━━━ Data supplied
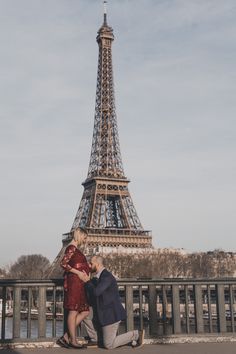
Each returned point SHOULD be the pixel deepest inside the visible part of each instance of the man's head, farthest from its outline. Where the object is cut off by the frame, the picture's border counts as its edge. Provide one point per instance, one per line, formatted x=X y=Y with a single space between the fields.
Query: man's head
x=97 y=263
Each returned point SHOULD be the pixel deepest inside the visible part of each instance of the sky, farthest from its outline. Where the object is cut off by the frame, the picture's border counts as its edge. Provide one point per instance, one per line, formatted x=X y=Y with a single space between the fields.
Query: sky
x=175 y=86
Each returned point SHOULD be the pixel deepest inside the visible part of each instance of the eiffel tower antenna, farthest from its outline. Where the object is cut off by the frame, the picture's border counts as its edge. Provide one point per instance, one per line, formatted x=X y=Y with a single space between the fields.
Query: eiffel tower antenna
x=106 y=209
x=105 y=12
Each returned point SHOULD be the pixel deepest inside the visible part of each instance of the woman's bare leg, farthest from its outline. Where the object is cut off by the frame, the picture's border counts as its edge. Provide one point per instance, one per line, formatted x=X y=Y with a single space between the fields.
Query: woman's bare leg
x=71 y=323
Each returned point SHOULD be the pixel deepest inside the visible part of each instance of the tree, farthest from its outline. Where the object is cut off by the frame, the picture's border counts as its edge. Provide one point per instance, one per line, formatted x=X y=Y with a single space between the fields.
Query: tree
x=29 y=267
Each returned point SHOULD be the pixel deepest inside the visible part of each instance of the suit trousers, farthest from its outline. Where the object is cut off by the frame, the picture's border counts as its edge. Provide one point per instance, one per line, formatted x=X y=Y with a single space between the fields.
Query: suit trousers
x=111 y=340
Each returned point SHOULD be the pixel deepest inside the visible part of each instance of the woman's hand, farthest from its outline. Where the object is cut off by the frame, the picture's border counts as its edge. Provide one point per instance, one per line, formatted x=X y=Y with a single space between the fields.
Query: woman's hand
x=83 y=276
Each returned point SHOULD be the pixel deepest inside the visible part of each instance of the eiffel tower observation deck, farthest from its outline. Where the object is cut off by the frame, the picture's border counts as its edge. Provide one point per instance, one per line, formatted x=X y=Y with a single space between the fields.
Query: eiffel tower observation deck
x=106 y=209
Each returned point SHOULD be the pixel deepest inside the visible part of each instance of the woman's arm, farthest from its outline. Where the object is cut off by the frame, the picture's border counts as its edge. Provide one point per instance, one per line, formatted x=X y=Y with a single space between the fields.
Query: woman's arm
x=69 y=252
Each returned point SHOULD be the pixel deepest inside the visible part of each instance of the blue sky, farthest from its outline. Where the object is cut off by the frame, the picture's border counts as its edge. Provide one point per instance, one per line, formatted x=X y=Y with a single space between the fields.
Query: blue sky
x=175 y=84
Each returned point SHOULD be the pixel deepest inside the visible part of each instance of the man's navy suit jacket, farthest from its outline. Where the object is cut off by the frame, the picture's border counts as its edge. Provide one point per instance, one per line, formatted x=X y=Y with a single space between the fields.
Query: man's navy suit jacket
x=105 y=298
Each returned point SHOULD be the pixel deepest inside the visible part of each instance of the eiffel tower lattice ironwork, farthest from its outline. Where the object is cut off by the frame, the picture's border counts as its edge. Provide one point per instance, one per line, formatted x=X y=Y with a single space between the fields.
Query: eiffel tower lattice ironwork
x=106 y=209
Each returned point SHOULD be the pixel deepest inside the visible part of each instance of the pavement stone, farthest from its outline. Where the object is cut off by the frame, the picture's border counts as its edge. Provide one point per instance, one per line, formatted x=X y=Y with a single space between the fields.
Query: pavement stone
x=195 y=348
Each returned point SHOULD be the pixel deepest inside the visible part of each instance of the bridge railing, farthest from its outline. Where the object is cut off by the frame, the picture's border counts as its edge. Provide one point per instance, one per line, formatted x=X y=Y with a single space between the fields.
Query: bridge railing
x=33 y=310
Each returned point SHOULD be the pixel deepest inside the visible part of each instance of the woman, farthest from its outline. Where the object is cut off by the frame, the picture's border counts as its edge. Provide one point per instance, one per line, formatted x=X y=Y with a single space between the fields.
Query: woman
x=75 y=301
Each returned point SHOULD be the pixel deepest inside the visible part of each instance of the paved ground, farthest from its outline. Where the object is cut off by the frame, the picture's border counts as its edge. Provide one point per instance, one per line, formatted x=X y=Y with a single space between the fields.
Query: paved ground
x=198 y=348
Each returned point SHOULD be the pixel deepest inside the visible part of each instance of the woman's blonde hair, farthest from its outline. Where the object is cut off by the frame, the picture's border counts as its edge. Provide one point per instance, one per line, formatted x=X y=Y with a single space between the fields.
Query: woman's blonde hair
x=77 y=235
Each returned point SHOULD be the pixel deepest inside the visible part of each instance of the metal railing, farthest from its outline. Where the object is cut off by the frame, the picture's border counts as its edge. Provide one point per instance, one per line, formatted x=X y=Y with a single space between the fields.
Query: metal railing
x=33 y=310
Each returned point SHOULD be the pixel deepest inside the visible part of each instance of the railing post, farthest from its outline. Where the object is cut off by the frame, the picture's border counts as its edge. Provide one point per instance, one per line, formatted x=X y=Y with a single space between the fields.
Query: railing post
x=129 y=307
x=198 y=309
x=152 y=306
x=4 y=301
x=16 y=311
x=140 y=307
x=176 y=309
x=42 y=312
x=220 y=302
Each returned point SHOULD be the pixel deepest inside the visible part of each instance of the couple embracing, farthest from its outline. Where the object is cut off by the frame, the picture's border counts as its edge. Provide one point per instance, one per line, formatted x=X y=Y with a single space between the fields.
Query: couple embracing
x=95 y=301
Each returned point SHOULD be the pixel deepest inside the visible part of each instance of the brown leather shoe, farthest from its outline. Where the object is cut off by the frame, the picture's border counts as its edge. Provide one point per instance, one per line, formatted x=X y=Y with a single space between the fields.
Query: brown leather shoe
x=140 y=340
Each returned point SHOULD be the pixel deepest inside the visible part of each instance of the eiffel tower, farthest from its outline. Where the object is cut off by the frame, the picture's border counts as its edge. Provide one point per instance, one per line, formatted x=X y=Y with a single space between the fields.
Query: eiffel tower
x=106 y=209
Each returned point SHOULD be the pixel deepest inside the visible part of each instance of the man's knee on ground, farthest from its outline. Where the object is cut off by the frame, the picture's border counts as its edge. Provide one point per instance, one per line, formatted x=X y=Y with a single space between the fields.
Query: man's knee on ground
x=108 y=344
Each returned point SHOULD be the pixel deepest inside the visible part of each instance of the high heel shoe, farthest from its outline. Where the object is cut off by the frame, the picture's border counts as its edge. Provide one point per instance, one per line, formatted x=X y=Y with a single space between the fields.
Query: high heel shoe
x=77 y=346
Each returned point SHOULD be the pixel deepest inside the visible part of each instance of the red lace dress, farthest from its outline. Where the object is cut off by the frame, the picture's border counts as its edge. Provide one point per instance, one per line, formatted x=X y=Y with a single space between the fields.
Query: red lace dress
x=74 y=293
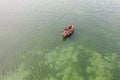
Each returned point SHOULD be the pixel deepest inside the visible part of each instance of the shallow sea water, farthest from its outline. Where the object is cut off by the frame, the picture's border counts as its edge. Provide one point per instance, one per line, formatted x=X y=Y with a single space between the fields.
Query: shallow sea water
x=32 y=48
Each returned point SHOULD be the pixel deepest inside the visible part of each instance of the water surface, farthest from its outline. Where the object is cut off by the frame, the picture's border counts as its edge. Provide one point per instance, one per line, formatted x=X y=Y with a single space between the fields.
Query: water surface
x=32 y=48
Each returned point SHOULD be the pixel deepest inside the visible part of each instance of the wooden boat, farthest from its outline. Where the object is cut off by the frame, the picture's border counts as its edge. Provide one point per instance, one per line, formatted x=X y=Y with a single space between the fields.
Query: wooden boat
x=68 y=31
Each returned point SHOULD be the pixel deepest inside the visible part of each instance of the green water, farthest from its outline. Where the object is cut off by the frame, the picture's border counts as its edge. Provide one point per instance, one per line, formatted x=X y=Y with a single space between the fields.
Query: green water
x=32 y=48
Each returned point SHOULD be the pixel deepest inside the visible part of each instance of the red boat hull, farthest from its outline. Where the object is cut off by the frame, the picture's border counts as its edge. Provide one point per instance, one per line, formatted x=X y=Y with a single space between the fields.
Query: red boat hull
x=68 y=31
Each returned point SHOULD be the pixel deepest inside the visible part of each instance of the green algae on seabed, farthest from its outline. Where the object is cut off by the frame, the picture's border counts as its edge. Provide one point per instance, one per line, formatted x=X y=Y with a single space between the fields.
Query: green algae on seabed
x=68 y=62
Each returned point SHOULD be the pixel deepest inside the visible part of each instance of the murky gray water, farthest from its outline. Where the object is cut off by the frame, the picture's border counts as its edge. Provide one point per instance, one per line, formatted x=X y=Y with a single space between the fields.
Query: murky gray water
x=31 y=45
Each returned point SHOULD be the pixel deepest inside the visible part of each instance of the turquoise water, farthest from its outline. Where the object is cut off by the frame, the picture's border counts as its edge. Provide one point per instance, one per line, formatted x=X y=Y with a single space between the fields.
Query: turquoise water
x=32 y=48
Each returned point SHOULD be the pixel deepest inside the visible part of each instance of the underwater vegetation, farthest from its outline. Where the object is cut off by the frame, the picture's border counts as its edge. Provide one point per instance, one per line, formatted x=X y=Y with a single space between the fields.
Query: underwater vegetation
━━━━━━
* **Problem to solve**: Pull out everything in the listing above from the first line containing "lattice ironwork, farthest" down to the line containing "x=198 y=348", both included, and reproduce each line unchanged.

* **Written reply**:
Each returned point SHOULD be the pixel deepest inside the visible part of each instance of the eiffel tower lattice ironwork, farthest from its outline. Where the object is cut off by the frame, the picture's border counts as its edge. Provide one point per instance, one per line, formatted x=X y=Y with a single space between the fields.
Query: eiffel tower lattice ironwork
x=106 y=209
Each returned point SHOULD be the pixel deepest inside the visible part of each instance of the pavement stone, farthest from its outline. Where the object is cut off by the frame, the picture's border counts as its edge. Provide one point per instance, one per line, formatted x=X y=Y with a single space between the fields.
Query: pavement stone
x=195 y=348
Each returned point SHOULD be the pixel deepest inside the visible part of each instance of the bridge railing, farthest from its outline. Where the object is cut off by the frame, the picture's border counts as its edge. Provide one point per instance, one per line, formatted x=X y=Y with a single space between the fields.
Query: bridge railing
x=33 y=310
Each returned point SHOULD be the pixel deepest inside the visible part of each instance of the woman, farthest from its outline. Where the object is cut off by the frame, the picture's border counts as its edge. Provide one point per instance, one per line, formatted x=X y=Y with a single space between the fields.
Query: woman
x=75 y=301
Each returned point SHOULD be the pixel deepest inside the visible part of each instance of the paved ground, farthest from its outline. Where the object is cut off by the frame, the picture's border counts as its edge. Provide one point per instance, one per line, formatted x=X y=Y with a single space between the fields.
Query: paved ground
x=198 y=348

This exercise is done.